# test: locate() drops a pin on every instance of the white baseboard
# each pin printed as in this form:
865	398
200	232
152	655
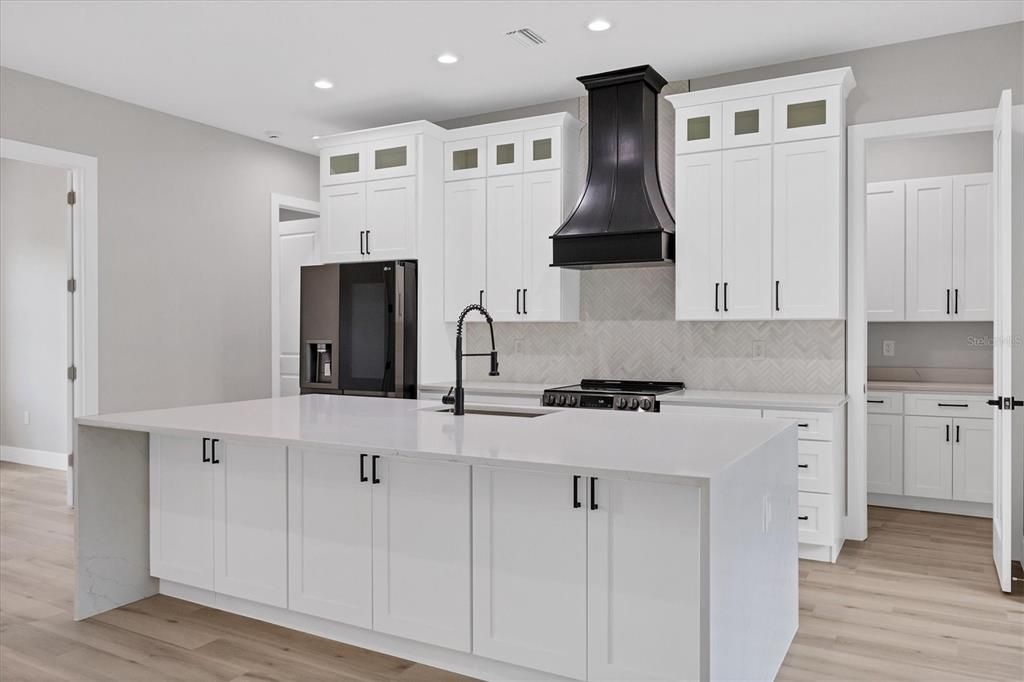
************
What this task involves
Express every line of the data above as a JSON list of strings, one string per line, with blank lines dropped and the picture left out.

Exercise result
[
  "# test: locate() drops a pin on every instance of the white baseboard",
  "# each pin printed as in this form:",
  "865\t398",
  "200\t232",
  "152\t655"
]